**Task instructions**: Filter the data for lines with the word "black" and copy those lines.

━━━ Information given ━━━

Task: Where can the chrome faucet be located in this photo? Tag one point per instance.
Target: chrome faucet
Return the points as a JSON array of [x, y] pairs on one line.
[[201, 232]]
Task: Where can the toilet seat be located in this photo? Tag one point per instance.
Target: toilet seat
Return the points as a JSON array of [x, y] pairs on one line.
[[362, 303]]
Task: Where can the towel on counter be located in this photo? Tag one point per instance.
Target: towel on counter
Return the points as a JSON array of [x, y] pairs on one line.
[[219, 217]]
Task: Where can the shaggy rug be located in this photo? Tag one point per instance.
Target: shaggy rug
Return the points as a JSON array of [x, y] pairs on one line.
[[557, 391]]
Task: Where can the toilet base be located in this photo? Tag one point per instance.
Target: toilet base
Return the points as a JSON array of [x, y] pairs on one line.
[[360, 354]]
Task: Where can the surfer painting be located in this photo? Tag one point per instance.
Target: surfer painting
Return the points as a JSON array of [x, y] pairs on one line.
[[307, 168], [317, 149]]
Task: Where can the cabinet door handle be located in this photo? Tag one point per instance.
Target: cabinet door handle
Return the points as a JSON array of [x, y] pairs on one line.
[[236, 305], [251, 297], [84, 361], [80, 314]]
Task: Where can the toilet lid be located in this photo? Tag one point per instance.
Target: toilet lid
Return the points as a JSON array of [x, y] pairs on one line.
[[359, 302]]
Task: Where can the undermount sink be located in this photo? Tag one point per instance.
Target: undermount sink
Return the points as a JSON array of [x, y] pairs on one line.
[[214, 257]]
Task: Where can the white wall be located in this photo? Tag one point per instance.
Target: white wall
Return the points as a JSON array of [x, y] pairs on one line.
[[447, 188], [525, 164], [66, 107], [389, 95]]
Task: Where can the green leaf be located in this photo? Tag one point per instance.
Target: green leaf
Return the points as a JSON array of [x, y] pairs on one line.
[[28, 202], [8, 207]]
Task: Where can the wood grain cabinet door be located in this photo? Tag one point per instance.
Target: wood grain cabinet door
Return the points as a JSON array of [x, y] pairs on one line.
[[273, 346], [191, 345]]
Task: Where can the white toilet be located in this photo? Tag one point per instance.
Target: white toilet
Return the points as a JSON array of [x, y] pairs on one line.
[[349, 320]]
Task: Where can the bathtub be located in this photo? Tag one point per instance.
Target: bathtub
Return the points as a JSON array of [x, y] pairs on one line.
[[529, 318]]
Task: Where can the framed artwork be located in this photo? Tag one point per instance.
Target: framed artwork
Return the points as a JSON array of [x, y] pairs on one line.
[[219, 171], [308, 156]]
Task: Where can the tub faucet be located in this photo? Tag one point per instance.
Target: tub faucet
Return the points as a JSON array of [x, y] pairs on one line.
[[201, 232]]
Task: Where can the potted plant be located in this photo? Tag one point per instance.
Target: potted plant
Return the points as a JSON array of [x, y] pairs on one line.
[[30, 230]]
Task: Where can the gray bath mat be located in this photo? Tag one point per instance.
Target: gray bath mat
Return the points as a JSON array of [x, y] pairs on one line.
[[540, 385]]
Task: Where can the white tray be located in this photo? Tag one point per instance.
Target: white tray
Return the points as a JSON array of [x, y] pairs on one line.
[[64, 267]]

━━━
━━━ Information given ━━━

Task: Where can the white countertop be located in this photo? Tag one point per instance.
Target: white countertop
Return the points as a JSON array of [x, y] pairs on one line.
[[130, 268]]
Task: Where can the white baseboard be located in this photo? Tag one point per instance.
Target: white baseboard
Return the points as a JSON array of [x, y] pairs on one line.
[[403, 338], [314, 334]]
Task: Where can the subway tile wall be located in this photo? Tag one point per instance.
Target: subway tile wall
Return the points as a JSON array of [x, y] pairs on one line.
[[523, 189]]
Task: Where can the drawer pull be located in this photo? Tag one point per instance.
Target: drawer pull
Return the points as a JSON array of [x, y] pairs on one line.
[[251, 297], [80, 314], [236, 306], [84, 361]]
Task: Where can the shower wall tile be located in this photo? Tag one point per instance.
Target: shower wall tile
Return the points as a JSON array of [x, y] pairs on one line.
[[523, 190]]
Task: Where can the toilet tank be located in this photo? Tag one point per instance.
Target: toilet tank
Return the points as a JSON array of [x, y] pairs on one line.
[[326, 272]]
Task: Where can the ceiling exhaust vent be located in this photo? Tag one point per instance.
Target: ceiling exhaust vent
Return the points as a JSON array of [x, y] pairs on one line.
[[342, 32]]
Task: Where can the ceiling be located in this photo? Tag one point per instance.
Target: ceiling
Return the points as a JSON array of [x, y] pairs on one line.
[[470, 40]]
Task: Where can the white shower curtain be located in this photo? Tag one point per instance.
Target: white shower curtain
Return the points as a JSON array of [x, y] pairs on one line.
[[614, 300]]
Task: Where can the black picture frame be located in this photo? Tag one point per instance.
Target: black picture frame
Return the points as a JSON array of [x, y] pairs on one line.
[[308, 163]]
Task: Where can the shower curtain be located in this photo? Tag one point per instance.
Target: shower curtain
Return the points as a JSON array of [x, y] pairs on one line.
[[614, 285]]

━━━
━━━ Information given ━━━

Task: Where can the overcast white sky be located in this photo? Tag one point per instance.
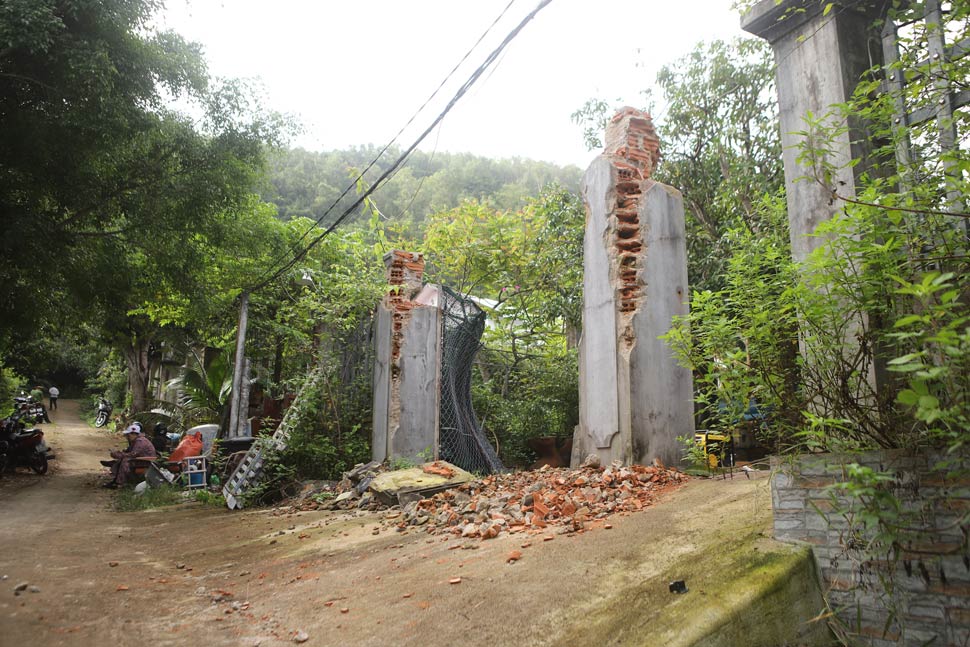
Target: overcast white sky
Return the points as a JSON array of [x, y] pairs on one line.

━━━

**Output below**:
Task: Where can the black picture frame be located in this photo? Tag one point per instance.
Target: black picture frame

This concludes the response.